● **Extrait fourni**
####################

La fracture sociale
La société moderne s’oriente vers une division en deux classes. Cette évolution a des conséquences politiques et économiques que l’investisseur doit intégrer dans ses analyses : en effet, les intérêts entre la classe économique et la classe marchande vont diverger.
La structure des revenus au sein de la population des pays développés évolue très progressivement vers une nouvelle configuration.
De manière simpliste, on peut dire qu’avant l’avènement de la société de consommation, l’essentiel de la population était pauvre et qu’il y avait une petite proportion de riches.
A partir essentiellement de la Seconde Guerre mondiale, une nouvelle structure de revenus s’est dessinée :
- Une vaste classe moyenne regroupant un peu plus de 70% de la population avec un revenu proche du revenu médian,
- Environ 15% de pauvres ayant moins de 50% du revenu médian,
- Un peu plus de 10% ayant un revenu nettement supérieur, soit plus de deux fois le revenu médian. Parmi ces 10%, un peu plus de 1% de riches ayant des revenus élevés et du capital (en général 1/3 du capital total). A noter que les membres de cette classe bourgeoise – qu’ils soient médecins ou chefs d’entreprise, tirent leur richesse d’une activité essentiellement locale, ancrée dans une région ou un pays.

####################

● **Entrées extraites**

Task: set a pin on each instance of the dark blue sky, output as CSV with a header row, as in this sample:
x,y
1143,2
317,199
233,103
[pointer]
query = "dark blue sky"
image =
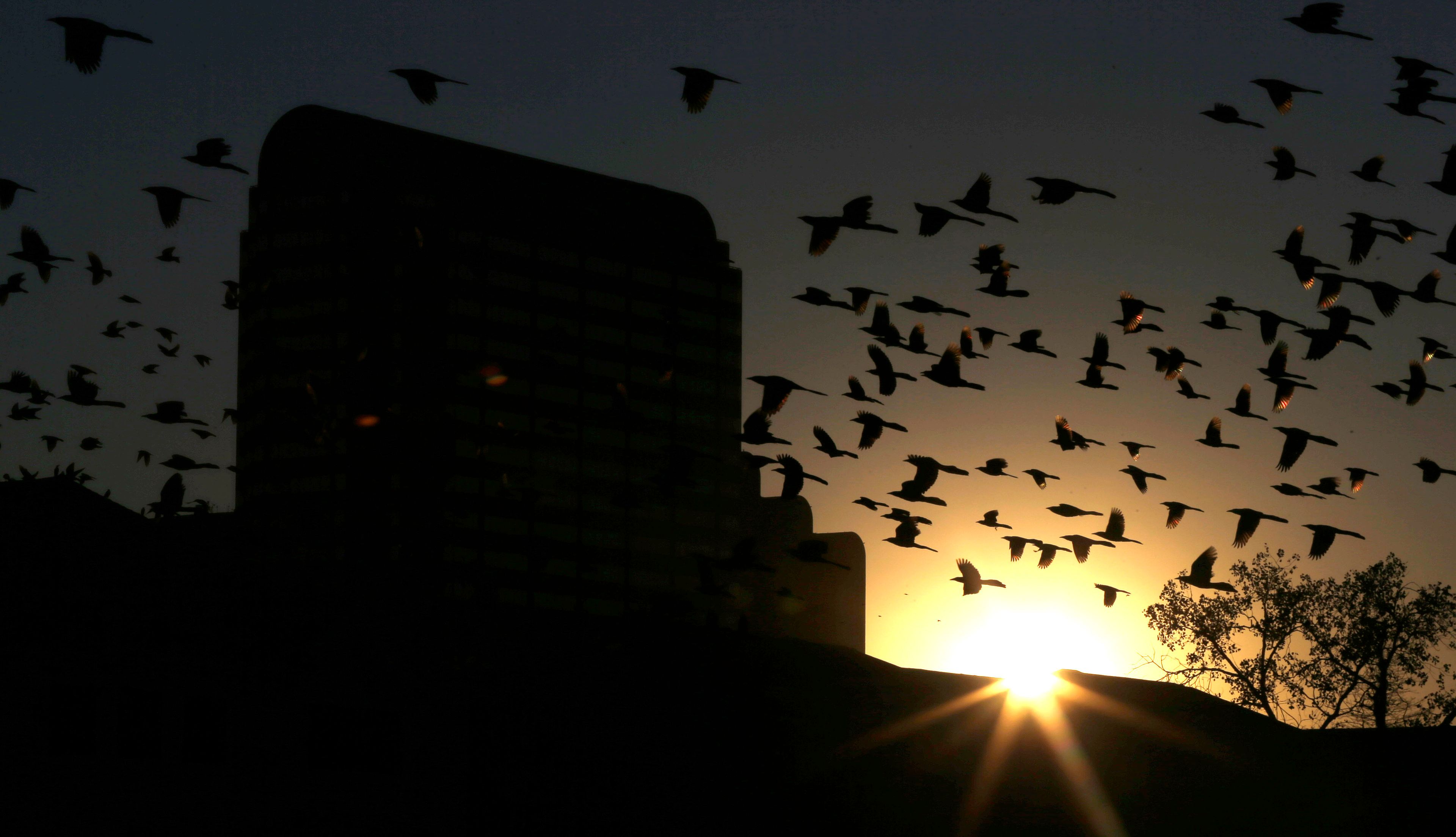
x,y
906,102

####################

● **Liste des tâches**
1: D'après l'extrait sur la fracture sociale, les affirmations suivantes sont-elles exactes ? (a) La classe moyenne regroupe un peu plus de 70 % de la population. (b) Les pauvres représentent environ 25 % de la population. (c) La nouvelle structure des revenus apparaît surtout à partir de la Première Guerre mondiale. Répondez par oui ou non, en citant à chaque fois les mots décisifs du texte.
2: Relevez tous les pourcentages différents, écrits avec le signe %, qui figurent dans l'extrait sur la fracture sociale.
3: Rédigez, s'il vous plaît, la suite du texte sur la fracture sociale, à partir de sa dernière phrase.

● **Réponses par tâche**
1:
(a) Oui : « Une vaste classe moyenne regroupant un peu plus de 70% de la population ».
(b) Non : « Environ 15% de pauvres ayant moins de 50% du revenu médian ».
(c) Non : « A partir essentiellement de la Seconde Guerre mondiale ».

2: 70%, 15%, 50%, 10%, 1%

3:
Par rapport à cette structure de revenus d’après-guerre et correspondant aux Trente Glorieuses, on observe dans les pays développés depuis quelques décennies une évolution avec :
Une réduction de la pauvreté
En France, par exemple, malgré une légère hausse ces dernières années, le taux de pauvreté (calculé à moins de 50% du revenu médian) diminue de plus d’un tiers entre 1970 et 1996, de 12% à un niveau proche de 7,5%, et a un léger biais baissier depuis. De plus, avec un niveau de vie des Français qui continue à progresser depuis 1996 et au global a presque doublé depuis 1970, le seuil de pauvreté a beaucoup augmenté, ce qui signifie que le niveau de vie du décile le plus pauvre de la population a beaucoup augmenté.
On note que cette réduction de la pauvreté résulte majoritairement de l’augmentation des revenus de subsistance non liés au travail, c’est-à-dire des aides sociales.
(Source : Insee)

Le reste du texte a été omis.